WORK TO COMPLETE => Duplicate the items from their first line through the line holding "M47 57L47 54L48", inclusive. Leave the pictures out.

SUPPLIED RECORDS =>
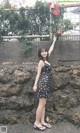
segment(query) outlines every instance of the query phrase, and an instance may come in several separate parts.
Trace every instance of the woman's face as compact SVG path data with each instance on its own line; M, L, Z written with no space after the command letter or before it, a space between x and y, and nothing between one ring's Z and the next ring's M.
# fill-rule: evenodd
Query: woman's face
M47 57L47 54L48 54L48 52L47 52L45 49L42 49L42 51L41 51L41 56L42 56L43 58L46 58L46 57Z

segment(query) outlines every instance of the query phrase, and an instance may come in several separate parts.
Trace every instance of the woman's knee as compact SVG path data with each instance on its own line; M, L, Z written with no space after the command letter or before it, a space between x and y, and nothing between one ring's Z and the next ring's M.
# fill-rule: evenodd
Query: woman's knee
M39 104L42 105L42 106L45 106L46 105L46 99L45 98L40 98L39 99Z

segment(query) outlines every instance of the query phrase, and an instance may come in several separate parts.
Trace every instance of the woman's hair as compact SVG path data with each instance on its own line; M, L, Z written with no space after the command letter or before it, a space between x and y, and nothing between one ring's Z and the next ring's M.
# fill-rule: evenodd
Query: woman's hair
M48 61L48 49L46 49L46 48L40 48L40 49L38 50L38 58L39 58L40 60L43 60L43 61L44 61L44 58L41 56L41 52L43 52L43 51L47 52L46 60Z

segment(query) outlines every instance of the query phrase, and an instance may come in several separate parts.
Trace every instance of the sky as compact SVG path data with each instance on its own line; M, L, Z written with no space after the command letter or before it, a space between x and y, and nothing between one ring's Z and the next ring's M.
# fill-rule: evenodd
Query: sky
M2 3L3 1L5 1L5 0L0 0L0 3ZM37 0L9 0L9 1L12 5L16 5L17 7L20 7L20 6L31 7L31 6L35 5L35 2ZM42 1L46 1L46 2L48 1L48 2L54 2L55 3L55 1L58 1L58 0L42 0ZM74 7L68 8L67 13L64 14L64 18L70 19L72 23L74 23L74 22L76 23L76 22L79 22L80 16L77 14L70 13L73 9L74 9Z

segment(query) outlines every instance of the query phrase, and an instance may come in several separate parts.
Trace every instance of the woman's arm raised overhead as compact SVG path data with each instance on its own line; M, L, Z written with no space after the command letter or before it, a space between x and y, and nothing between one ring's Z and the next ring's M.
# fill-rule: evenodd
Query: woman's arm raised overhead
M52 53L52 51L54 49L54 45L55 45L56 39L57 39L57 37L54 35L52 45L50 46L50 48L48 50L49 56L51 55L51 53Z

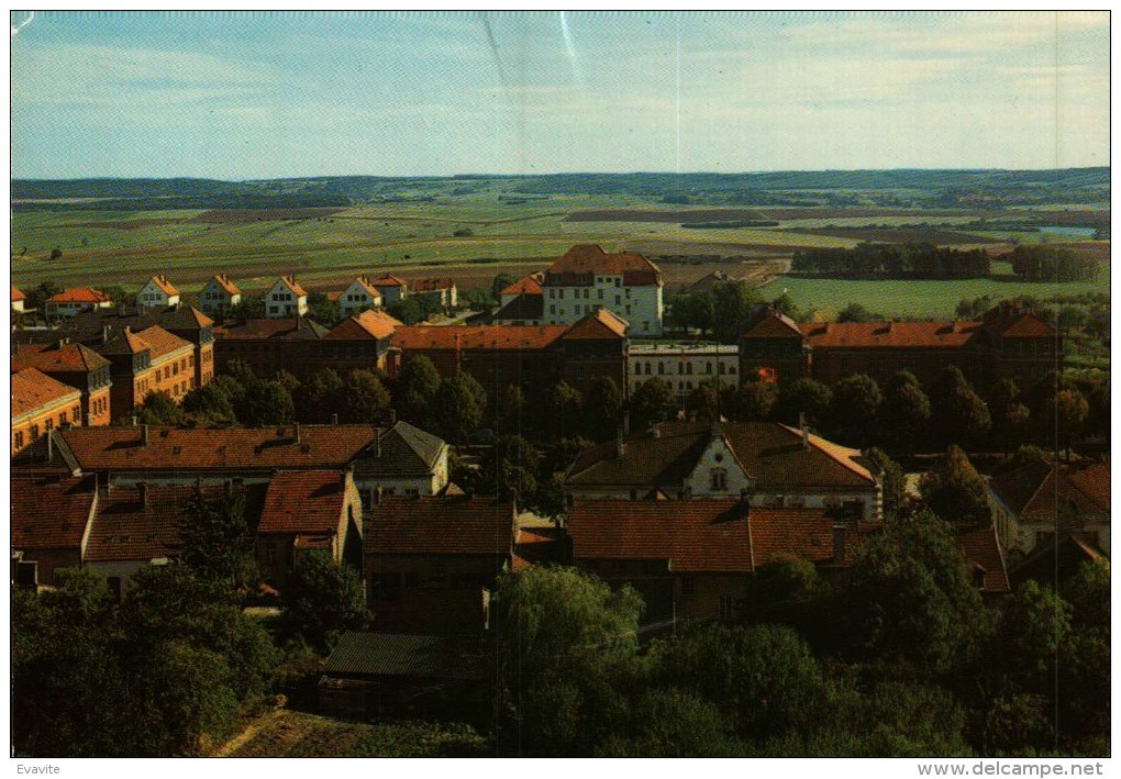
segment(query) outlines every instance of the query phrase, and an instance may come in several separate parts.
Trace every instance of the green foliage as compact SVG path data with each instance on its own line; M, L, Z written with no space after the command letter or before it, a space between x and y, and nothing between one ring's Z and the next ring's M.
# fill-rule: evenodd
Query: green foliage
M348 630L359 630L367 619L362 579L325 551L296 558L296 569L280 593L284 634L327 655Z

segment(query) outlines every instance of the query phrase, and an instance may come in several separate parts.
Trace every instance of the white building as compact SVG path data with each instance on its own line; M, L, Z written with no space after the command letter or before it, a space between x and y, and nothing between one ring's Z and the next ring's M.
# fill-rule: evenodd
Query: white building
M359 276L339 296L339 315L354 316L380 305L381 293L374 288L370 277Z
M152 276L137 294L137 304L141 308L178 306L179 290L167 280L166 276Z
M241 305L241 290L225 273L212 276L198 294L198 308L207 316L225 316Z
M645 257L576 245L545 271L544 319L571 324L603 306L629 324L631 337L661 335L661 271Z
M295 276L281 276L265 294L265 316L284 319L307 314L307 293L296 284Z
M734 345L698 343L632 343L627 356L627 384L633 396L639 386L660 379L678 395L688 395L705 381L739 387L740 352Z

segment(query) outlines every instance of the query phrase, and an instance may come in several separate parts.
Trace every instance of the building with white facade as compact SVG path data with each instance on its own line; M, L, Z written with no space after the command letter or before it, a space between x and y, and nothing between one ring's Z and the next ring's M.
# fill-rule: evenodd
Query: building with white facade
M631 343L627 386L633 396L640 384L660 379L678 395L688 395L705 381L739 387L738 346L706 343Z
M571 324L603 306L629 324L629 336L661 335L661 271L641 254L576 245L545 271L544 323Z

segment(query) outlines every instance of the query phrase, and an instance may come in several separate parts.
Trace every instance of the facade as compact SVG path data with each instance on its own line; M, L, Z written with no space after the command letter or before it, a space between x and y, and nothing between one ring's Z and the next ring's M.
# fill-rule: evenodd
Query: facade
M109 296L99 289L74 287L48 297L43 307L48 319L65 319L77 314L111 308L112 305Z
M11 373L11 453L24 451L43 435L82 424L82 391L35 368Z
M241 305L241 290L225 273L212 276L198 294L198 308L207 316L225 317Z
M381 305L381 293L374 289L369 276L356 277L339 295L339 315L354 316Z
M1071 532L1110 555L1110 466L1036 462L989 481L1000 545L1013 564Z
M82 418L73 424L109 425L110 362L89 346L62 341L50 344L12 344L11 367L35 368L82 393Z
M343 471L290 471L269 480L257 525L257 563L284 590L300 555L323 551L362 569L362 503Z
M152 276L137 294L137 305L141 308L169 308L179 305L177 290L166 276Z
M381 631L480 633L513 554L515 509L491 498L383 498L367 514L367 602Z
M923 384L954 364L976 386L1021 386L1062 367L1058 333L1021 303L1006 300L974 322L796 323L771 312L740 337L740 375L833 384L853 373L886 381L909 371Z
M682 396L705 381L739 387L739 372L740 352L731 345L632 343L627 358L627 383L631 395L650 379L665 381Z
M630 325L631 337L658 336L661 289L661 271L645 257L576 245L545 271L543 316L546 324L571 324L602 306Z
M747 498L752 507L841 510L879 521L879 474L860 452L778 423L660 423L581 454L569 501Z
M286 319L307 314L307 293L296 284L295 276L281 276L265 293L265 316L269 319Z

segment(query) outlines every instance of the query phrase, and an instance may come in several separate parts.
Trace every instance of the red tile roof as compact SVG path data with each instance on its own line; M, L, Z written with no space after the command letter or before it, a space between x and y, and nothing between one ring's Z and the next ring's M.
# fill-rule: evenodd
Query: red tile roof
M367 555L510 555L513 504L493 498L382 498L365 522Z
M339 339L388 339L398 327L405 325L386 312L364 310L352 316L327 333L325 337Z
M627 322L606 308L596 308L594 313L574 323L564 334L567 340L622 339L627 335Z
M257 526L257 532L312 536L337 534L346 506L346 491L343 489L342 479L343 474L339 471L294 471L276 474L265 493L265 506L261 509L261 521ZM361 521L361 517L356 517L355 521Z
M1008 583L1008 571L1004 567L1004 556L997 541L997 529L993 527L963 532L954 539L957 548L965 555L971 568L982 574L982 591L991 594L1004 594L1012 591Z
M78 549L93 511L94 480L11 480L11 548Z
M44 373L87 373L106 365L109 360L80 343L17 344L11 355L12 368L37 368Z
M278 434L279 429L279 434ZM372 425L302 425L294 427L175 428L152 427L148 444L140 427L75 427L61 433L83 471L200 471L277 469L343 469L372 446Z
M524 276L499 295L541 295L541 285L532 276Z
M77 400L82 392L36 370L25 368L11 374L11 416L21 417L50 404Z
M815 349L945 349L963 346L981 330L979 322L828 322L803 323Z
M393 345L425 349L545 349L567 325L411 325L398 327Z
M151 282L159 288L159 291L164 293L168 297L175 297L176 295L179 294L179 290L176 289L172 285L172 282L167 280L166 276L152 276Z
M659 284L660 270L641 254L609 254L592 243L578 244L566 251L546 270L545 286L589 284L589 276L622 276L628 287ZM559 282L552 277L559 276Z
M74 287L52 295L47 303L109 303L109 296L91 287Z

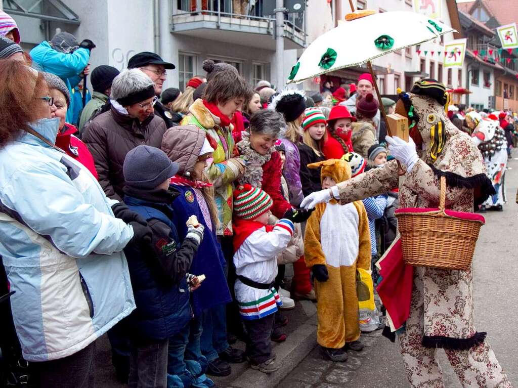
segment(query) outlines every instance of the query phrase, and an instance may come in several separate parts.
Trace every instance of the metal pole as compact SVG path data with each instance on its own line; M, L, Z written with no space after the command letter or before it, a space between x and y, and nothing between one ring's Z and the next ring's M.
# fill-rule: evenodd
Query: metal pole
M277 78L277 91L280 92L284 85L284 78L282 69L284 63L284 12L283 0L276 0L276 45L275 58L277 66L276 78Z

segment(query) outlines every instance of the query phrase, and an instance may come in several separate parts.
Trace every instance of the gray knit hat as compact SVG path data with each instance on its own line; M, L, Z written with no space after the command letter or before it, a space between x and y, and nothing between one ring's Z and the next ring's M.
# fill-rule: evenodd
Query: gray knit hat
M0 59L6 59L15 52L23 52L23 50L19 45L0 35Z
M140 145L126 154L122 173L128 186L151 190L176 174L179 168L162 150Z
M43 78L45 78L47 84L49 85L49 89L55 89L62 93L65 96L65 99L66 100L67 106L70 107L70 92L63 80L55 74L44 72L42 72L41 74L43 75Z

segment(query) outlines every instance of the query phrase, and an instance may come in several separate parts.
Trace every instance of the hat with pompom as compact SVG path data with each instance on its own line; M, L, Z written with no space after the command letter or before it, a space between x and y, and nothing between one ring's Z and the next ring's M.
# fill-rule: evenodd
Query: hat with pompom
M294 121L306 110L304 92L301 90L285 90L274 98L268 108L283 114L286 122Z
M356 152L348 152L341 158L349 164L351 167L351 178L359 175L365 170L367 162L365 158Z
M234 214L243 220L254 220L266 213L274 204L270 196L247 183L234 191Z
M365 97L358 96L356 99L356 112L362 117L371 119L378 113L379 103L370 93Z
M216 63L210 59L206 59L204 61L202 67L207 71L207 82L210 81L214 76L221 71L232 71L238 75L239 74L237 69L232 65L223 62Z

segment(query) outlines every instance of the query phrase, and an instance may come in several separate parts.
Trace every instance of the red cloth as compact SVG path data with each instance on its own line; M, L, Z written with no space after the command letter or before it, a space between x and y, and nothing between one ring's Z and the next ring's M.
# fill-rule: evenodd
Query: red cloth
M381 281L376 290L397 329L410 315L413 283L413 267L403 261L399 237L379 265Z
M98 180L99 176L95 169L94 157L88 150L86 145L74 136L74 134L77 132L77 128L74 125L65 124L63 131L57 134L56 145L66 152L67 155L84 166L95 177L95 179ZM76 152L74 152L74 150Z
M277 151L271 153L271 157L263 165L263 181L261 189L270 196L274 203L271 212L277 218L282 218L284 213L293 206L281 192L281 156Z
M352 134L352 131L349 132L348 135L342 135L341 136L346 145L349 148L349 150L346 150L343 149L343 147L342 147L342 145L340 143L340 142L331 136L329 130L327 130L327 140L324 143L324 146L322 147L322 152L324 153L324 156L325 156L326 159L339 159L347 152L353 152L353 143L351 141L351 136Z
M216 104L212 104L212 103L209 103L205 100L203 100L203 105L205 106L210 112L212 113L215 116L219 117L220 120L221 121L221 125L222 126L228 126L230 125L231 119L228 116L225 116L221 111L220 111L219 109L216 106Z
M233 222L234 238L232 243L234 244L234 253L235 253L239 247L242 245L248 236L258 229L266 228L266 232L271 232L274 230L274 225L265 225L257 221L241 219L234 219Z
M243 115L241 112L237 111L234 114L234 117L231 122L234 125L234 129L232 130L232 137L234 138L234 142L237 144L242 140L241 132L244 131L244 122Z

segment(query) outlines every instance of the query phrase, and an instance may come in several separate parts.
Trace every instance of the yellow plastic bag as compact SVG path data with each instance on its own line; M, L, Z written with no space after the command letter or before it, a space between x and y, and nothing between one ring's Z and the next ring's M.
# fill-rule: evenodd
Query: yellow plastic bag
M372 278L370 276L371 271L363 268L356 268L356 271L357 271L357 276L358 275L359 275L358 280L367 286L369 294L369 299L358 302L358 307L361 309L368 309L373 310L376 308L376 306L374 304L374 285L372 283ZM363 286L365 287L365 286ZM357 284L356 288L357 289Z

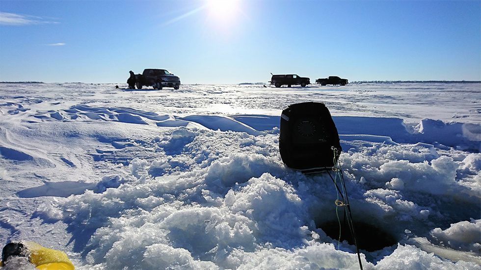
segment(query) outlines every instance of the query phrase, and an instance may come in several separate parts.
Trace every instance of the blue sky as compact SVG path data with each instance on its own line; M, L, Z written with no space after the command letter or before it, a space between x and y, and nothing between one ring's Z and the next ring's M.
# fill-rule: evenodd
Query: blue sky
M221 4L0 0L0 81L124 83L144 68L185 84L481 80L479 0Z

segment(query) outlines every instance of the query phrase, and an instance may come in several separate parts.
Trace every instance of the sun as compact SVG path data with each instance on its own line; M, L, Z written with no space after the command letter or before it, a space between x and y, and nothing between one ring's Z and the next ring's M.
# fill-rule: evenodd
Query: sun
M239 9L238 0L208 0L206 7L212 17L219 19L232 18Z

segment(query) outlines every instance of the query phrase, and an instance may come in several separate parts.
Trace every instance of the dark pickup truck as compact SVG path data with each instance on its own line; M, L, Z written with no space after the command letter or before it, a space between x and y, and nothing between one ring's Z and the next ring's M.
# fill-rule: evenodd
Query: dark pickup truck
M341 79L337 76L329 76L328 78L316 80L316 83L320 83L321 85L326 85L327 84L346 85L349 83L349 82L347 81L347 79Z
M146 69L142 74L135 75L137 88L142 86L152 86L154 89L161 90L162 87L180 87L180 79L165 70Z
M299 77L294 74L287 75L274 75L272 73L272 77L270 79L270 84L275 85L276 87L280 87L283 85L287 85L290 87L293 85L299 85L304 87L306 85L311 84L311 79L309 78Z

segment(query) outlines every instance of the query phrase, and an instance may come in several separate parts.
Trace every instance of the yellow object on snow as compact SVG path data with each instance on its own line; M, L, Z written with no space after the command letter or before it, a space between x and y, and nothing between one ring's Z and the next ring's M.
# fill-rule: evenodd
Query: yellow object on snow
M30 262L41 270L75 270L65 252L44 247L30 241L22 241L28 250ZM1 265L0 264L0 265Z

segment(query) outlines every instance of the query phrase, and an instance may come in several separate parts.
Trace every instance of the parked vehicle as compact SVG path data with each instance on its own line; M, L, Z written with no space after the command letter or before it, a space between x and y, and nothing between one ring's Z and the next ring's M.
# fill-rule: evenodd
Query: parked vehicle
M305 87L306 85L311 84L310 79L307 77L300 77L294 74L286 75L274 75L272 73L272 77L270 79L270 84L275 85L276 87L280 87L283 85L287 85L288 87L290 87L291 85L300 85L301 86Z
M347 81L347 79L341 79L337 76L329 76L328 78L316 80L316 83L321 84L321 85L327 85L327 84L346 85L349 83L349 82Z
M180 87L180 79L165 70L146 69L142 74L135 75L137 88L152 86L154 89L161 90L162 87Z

CORRECT ANSWER =>
segment(query) outlines every instance of the query phrase, and an instance may come in several separate parts.
Trace every instance of the woman's face as compact SVG path data with each instance on its own line; M, L, Z written with no space after the command letter or before it, a space between x and y, and nothing between one ring's Z and the next ring's M.
# fill-rule: evenodd
Query: woman's face
M47 57L47 54L48 54L48 52L47 52L45 49L42 49L42 51L41 51L41 56L42 56L43 58L46 58L46 57Z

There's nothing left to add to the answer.